(Stated problem)
Put each line of the records below into a JSON list of strings, one string per line, skipping blank lines and omitting the pictures.

::::::::

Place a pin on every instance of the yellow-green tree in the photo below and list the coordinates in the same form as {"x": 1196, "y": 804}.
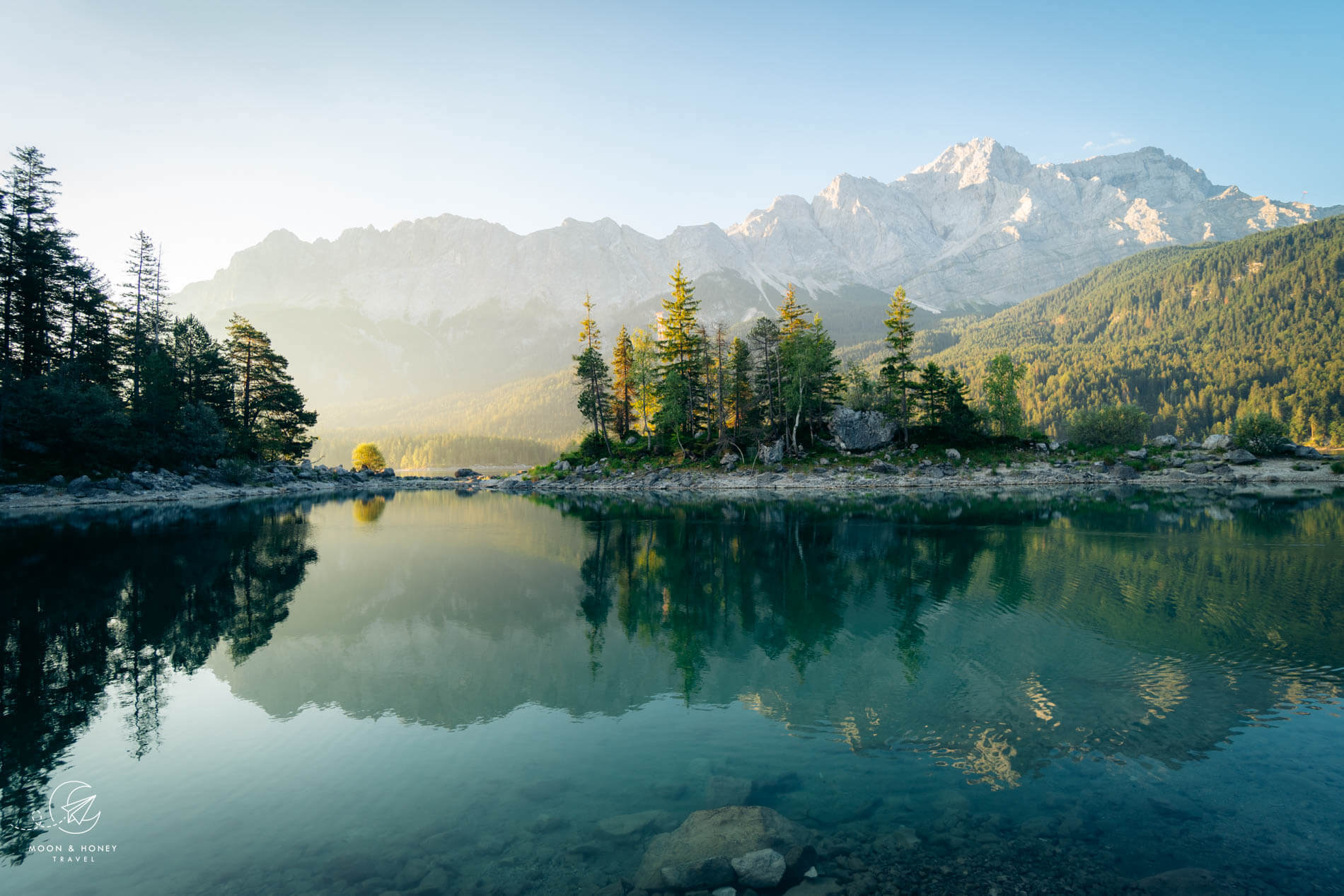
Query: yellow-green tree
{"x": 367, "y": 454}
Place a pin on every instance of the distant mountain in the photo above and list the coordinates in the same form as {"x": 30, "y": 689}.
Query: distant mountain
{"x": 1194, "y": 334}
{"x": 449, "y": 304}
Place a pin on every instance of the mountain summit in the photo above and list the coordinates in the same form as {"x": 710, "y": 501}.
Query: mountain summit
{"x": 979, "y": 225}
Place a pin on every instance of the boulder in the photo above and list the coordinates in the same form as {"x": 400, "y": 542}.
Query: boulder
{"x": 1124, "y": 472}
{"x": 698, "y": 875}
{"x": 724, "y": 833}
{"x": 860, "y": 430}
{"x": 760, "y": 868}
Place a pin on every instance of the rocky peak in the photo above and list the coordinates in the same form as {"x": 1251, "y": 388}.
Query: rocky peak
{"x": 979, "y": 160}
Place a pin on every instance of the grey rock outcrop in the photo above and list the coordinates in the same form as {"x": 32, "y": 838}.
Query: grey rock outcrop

::::::::

(The result)
[
  "Place a pin on every instance of the yellow-green tree in the photo below and list the coordinates in the same form as {\"x\": 1196, \"y\": 804}.",
  "Query: yellow-green tree",
  "{\"x\": 367, \"y\": 454}",
  "Place a pin on every instance of the distant mountain in the photo above and list the coordinates in the same form as {\"x\": 30, \"y\": 689}.",
  "Query: distant mountain",
  "{\"x\": 1194, \"y\": 334}",
  "{\"x\": 449, \"y\": 304}",
  "Place a pin on every instance of the mountain summit in the photo above and list the coordinates in the same form as {\"x\": 710, \"y\": 501}.",
  "Query: mountain summit",
  "{\"x\": 979, \"y\": 225}",
  "Place a pin on every instance of the boulder in the photo above and list the coordinates in the same form as {\"x\": 400, \"y\": 542}.",
  "Query: boulder",
  "{\"x\": 1124, \"y\": 472}",
  "{\"x\": 698, \"y\": 875}",
  "{\"x\": 724, \"y\": 833}",
  "{\"x\": 860, \"y\": 430}",
  "{\"x\": 760, \"y\": 868}",
  "Place a pin on every instance of the rocky peak in the photo above and list the coordinates in the same form as {\"x\": 1251, \"y\": 388}.",
  "Query: rocky peak",
  "{\"x\": 979, \"y\": 160}",
  "Place a pin on every instance of the grey rock outcrop in the photo above and list the coordinates in the same form as {\"x\": 32, \"y\": 838}.",
  "Query: grey rock outcrop"
]